• [WHAT THE TASK ASKS]: Repeat the whole listing below with nothing added or dropped.

• [DATA FOR REVIEW]:
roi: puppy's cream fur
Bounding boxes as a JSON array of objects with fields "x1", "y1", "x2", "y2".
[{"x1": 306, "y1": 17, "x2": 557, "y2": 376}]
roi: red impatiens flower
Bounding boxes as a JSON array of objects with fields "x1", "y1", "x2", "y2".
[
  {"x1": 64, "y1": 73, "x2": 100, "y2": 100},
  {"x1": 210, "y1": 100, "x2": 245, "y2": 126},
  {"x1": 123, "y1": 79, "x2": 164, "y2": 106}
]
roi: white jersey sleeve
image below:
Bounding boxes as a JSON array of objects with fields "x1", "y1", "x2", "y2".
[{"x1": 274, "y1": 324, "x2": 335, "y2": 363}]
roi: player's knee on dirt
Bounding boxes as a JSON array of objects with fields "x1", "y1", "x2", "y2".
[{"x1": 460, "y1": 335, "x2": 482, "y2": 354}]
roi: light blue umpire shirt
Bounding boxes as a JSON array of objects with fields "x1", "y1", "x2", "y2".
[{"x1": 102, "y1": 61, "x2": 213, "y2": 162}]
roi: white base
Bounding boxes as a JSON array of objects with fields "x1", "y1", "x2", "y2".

• [TASK SOLUTION]:
roi: puppy's cream fur
Bounding boxes as a JSON array of objects with fields "x1", "y1", "x2", "y2".
[{"x1": 306, "y1": 17, "x2": 557, "y2": 376}]
roi: red impatiens flower
Bounding boxes as a JSON array of objects with fields "x1", "y1", "x2", "y2".
[
  {"x1": 64, "y1": 73, "x2": 100, "y2": 100},
  {"x1": 210, "y1": 100, "x2": 245, "y2": 126},
  {"x1": 123, "y1": 79, "x2": 164, "y2": 106}
]
roi: white jersey sleeve
image below:
Bounding boxes as a JSON array of objects with fields "x1", "y1", "x2", "y2".
[{"x1": 274, "y1": 324, "x2": 335, "y2": 363}]
roi: player's knee on dirt
Bounding boxes as a JSON array of objects with fields "x1", "y1", "x2", "y2".
[{"x1": 460, "y1": 335, "x2": 482, "y2": 354}]
roi: light blue umpire shirt
Bounding boxes as a JSON array of objects with fields "x1", "y1", "x2", "y2".
[{"x1": 102, "y1": 61, "x2": 213, "y2": 162}]
roi: white base
Bounding boxes as a JSON array of objects with fields "x1", "y1", "x2", "y2".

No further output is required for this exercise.